Problem to work on => Please give again, exactly and only, the stretch of lines from the one containing "the fern plant" to the end of the entries below.

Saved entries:
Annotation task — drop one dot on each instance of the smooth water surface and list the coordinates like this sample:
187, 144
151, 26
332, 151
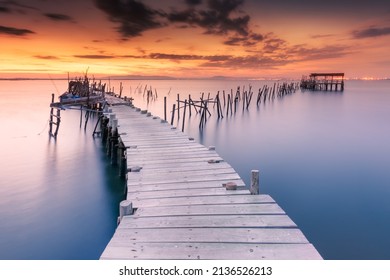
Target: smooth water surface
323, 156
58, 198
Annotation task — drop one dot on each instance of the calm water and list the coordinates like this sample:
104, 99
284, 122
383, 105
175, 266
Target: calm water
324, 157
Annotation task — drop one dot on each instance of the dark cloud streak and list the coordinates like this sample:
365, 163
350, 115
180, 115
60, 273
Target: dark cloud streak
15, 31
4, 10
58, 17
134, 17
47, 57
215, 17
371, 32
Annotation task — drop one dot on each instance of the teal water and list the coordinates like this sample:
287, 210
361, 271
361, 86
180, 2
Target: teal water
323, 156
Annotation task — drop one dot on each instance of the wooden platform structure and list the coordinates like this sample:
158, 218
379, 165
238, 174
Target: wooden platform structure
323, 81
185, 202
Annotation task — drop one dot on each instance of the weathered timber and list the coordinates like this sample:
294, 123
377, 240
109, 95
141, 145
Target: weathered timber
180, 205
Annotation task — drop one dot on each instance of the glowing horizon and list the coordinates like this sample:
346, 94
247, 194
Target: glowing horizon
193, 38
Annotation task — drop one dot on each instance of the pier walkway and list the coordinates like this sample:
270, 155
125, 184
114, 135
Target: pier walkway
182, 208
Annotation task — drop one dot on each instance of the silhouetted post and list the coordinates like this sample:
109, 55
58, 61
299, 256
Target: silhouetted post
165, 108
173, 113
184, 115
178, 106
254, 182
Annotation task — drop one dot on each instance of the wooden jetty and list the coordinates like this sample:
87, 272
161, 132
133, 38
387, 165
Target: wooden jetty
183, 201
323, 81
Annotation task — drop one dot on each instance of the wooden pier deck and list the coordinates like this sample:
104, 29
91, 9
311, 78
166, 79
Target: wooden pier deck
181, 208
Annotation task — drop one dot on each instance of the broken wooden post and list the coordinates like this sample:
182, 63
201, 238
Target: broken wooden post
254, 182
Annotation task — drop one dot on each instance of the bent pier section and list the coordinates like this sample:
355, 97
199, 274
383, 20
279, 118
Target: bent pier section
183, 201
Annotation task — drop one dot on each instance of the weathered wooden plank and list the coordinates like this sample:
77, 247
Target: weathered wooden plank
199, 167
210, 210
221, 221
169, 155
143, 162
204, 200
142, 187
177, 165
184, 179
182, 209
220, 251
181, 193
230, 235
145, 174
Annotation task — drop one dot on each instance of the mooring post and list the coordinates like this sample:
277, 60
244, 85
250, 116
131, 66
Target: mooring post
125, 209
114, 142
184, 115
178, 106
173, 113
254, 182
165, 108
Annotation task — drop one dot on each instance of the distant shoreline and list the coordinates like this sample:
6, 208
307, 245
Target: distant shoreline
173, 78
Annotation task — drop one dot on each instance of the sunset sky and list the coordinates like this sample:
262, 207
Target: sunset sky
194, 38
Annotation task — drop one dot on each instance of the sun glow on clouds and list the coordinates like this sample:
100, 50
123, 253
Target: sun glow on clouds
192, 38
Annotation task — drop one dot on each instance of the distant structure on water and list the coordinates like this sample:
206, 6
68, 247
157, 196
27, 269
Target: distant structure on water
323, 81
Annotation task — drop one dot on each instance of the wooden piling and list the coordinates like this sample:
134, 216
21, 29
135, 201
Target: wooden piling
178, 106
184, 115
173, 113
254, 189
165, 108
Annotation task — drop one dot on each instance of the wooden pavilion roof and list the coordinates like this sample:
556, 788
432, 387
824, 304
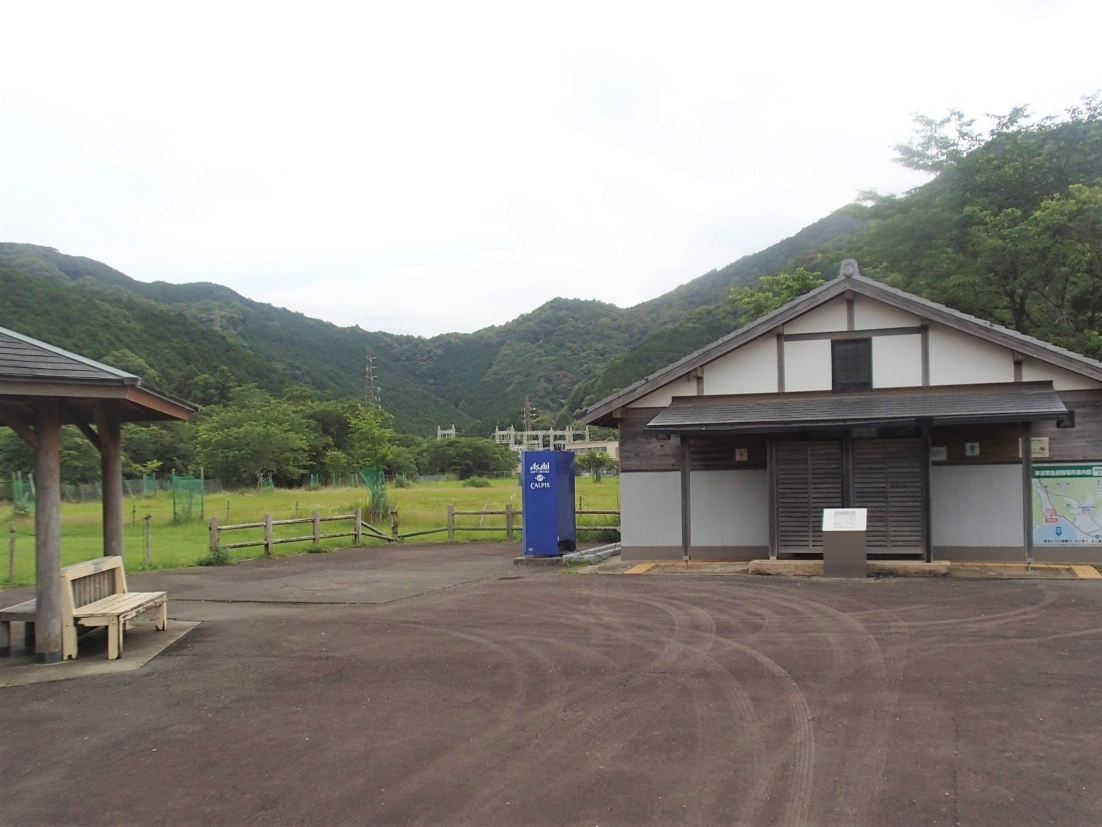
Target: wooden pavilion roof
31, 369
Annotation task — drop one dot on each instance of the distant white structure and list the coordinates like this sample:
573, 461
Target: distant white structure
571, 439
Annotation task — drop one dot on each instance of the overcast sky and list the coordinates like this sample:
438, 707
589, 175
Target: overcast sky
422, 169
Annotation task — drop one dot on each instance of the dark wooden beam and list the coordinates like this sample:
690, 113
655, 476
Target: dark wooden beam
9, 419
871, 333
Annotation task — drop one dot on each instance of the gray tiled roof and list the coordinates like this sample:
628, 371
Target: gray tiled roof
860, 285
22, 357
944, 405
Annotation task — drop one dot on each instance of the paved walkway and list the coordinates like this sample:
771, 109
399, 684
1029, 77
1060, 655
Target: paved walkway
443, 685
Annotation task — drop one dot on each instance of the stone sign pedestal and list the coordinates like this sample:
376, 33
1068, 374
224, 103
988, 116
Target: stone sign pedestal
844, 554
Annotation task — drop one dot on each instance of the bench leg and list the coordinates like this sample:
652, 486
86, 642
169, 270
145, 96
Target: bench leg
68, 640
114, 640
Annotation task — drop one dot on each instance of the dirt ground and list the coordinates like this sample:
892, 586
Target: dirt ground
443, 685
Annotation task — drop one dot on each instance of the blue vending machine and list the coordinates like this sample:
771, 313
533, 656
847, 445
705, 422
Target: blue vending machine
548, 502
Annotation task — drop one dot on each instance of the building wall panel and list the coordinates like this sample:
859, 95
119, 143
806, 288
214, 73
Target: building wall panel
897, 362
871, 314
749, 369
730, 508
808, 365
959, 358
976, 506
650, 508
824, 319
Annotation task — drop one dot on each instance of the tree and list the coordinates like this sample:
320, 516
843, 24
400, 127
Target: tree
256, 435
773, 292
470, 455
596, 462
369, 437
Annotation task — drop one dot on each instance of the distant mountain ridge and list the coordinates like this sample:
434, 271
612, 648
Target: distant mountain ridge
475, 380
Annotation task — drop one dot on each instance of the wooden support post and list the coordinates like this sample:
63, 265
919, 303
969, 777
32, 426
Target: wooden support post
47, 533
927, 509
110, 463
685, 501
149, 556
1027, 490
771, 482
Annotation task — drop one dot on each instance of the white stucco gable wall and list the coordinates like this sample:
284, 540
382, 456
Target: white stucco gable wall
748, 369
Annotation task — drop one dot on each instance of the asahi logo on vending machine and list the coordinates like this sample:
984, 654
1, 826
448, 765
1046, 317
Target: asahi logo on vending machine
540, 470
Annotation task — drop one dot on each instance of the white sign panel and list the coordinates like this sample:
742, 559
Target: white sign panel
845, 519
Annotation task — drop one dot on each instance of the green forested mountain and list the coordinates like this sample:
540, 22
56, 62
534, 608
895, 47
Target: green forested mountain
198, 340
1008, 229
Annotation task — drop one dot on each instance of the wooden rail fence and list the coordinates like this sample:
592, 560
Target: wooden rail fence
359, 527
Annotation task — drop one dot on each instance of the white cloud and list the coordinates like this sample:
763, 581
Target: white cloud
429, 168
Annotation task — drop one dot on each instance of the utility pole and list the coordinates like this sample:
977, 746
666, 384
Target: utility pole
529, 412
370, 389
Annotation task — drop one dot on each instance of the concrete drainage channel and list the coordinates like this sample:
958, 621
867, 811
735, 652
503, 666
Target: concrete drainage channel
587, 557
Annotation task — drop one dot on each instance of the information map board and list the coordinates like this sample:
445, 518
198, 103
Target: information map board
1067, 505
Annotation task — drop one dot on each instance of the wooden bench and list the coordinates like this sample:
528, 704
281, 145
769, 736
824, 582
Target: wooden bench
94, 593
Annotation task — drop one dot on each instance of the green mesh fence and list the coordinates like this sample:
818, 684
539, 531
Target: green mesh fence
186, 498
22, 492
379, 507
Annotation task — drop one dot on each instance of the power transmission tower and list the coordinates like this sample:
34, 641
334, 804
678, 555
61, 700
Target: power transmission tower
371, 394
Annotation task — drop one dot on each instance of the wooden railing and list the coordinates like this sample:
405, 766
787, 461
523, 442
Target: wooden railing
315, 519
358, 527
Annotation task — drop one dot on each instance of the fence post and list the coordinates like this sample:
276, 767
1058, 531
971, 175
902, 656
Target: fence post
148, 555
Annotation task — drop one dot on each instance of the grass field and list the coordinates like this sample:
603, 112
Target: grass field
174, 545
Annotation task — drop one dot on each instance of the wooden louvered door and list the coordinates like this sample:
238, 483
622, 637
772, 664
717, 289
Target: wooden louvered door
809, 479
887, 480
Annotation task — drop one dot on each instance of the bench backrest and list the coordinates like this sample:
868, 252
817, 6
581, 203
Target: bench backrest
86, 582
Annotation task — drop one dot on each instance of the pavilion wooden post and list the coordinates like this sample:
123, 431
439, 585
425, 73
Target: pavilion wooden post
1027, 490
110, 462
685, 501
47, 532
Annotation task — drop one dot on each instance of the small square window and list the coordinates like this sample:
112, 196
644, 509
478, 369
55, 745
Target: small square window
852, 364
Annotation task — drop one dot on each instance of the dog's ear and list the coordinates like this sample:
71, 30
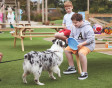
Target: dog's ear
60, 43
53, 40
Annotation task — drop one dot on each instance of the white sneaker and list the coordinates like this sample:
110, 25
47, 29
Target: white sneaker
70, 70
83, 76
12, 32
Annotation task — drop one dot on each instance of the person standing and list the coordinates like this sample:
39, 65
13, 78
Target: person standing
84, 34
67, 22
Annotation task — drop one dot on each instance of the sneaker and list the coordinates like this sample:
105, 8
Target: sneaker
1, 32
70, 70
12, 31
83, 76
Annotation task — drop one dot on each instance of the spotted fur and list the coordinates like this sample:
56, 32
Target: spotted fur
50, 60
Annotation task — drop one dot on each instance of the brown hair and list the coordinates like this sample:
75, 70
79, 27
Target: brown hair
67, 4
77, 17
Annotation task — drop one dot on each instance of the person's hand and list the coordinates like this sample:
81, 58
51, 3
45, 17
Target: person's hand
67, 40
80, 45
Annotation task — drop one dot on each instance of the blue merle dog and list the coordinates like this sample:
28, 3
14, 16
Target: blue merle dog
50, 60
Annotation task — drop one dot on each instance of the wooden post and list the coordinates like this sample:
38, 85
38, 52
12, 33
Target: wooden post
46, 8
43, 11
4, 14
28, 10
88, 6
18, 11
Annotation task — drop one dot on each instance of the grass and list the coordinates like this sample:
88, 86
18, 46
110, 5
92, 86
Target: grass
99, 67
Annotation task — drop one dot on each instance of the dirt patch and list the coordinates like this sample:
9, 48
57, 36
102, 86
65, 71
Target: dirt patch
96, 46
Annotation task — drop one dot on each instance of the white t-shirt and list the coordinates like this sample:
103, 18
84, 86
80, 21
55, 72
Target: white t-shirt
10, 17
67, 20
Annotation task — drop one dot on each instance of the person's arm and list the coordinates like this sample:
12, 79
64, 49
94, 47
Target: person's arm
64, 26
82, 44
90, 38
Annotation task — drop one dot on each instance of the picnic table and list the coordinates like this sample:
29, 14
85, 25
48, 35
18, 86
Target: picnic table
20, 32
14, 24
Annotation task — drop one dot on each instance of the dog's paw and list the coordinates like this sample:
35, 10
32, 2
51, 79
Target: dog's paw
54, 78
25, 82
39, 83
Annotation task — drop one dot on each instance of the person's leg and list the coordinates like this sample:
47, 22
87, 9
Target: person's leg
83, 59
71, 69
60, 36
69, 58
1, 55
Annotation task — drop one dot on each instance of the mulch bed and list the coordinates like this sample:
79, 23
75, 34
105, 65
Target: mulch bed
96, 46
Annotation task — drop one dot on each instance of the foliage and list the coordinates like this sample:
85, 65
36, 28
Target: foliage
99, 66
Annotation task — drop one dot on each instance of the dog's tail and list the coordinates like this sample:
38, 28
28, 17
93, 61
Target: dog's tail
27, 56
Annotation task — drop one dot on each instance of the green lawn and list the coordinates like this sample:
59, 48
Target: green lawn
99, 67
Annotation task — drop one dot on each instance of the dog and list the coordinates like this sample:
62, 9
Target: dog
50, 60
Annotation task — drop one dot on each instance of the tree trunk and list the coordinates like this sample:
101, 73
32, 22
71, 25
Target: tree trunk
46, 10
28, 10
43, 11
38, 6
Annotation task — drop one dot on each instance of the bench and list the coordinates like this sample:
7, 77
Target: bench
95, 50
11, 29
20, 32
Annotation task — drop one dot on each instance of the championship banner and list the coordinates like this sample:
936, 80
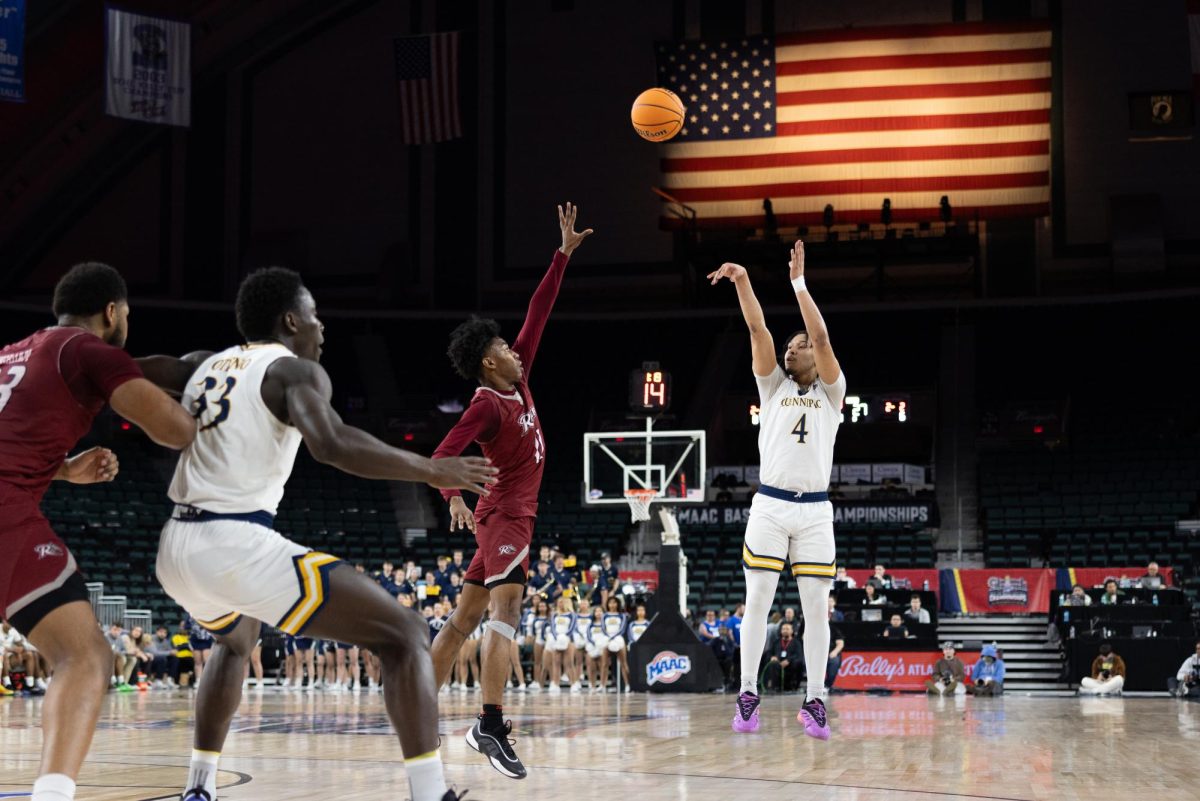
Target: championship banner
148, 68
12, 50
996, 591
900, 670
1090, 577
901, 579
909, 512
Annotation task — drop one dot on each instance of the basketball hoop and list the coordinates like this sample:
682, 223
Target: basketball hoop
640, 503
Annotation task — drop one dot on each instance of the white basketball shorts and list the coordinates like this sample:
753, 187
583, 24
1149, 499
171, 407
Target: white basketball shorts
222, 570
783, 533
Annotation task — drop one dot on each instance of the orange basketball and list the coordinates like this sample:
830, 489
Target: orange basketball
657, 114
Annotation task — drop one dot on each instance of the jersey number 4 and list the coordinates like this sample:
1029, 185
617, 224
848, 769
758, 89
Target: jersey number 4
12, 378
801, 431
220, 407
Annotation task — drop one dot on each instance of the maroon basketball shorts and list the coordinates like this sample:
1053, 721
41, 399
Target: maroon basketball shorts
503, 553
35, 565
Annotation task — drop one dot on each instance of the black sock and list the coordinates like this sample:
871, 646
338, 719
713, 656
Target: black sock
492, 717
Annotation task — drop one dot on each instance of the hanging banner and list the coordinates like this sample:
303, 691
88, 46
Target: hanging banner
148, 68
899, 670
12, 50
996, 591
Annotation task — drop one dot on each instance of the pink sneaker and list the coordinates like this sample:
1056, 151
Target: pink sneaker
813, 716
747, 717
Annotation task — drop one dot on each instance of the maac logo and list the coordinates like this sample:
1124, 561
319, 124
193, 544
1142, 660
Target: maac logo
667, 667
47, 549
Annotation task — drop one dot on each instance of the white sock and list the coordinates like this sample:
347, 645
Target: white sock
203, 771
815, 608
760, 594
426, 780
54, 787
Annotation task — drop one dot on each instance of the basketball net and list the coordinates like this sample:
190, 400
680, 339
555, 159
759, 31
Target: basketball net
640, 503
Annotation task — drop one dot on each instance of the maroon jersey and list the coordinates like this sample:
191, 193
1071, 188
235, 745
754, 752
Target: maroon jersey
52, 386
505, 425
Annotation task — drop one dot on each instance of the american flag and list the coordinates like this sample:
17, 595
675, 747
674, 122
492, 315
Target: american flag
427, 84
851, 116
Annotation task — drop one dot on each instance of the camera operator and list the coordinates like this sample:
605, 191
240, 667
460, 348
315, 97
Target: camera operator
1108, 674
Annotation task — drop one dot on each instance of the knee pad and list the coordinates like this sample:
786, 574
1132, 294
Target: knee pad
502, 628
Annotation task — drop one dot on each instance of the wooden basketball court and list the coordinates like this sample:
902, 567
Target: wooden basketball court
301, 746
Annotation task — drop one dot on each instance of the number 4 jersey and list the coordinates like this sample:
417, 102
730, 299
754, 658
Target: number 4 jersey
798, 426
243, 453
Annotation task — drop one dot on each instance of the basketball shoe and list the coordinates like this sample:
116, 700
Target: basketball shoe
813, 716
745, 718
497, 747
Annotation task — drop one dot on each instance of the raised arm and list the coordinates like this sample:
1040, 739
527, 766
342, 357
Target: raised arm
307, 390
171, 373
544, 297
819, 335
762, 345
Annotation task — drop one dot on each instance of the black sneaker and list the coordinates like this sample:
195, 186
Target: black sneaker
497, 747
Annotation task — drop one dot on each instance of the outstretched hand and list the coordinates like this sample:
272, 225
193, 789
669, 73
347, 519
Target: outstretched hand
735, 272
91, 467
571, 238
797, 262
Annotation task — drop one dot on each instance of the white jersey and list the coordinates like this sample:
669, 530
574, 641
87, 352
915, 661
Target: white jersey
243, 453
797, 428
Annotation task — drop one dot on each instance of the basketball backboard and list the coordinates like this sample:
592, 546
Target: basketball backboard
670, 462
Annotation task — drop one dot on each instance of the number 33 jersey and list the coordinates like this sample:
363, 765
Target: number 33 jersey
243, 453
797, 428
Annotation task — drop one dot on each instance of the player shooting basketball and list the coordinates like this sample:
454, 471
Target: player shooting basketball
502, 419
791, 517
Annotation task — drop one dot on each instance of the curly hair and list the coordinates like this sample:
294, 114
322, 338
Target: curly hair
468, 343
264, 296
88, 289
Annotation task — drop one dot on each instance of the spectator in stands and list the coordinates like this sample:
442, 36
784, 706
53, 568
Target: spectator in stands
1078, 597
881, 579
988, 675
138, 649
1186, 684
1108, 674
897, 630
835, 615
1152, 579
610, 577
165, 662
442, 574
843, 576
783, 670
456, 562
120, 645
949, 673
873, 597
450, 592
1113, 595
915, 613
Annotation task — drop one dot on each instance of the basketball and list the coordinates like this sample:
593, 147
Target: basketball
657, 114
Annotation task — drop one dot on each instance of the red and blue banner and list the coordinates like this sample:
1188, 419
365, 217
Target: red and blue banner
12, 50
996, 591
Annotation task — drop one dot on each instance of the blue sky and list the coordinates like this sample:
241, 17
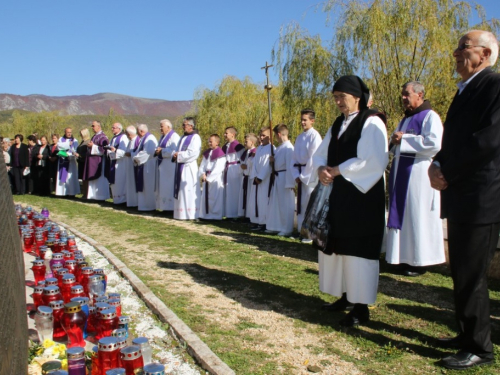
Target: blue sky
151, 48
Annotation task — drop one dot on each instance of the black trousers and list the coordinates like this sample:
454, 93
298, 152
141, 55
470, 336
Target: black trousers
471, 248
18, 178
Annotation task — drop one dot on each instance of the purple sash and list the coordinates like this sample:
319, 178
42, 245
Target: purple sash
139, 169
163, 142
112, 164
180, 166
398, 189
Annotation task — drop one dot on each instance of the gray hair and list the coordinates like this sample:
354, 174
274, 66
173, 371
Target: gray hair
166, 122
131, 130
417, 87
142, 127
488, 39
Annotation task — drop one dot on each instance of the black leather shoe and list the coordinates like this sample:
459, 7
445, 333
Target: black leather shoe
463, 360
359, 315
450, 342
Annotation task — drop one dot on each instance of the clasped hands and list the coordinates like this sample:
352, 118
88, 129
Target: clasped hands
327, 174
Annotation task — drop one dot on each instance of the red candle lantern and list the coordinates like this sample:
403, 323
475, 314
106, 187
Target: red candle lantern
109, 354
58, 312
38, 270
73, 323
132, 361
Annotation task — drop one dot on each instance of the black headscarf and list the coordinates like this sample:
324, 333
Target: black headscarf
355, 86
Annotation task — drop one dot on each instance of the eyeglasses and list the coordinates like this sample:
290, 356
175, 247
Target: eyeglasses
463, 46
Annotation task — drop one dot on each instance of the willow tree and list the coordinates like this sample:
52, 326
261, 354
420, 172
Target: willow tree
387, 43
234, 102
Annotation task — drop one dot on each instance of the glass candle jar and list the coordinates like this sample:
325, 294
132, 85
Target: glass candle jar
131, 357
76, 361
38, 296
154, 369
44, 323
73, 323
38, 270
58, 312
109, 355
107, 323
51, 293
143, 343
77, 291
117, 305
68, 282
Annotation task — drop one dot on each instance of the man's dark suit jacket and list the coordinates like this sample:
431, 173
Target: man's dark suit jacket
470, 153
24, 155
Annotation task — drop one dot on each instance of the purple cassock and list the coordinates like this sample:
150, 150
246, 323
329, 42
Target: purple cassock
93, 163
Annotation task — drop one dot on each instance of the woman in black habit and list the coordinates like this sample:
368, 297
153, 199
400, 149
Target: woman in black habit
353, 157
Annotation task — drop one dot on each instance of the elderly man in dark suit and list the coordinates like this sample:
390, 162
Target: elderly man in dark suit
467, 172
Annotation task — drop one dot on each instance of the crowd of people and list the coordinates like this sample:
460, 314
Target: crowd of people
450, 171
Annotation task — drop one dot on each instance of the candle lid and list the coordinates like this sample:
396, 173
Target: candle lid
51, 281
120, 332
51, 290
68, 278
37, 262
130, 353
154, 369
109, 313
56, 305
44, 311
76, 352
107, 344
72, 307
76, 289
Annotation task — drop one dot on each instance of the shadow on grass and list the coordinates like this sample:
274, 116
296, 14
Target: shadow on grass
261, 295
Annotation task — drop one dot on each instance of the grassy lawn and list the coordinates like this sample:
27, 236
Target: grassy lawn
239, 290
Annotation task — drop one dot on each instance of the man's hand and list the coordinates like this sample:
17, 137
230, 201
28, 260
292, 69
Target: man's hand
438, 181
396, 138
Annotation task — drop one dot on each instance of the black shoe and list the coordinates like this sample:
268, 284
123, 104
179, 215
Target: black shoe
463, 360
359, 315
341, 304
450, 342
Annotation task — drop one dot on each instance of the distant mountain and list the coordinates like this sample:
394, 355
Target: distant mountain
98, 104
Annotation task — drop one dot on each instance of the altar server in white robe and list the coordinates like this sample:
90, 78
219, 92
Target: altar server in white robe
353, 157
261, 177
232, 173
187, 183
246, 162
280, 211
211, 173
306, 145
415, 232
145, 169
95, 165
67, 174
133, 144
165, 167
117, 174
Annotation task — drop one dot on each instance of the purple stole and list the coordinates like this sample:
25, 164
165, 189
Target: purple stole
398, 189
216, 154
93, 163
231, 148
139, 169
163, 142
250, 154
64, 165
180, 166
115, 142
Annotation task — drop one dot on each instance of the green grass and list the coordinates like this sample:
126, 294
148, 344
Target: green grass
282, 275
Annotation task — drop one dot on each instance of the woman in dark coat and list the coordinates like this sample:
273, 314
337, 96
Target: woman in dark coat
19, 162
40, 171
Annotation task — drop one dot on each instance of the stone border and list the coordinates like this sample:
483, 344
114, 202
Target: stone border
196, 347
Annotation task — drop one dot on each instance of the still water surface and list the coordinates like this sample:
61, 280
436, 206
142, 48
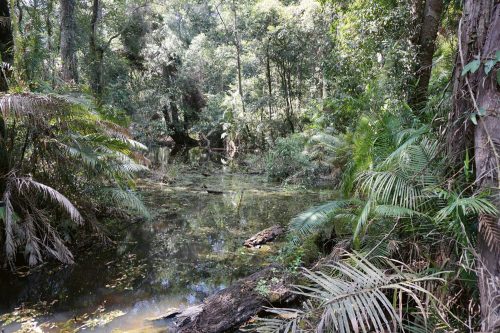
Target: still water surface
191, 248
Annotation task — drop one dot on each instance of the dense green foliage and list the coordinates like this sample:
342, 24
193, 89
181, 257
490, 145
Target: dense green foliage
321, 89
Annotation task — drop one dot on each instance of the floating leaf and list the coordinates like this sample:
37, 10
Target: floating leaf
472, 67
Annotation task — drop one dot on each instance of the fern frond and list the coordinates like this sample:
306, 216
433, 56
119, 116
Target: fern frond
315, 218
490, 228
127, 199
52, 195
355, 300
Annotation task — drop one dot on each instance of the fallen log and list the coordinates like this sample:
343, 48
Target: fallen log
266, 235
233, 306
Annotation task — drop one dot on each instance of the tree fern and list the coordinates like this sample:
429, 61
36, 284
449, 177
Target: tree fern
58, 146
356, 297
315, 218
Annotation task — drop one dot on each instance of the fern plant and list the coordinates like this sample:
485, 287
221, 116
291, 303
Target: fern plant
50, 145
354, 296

Task result =>
Annotation task — drop one dot on each instance of the fern plant and list the coordinates like this sample:
485, 287
221, 116
291, 303
Target: fern plant
50, 145
354, 296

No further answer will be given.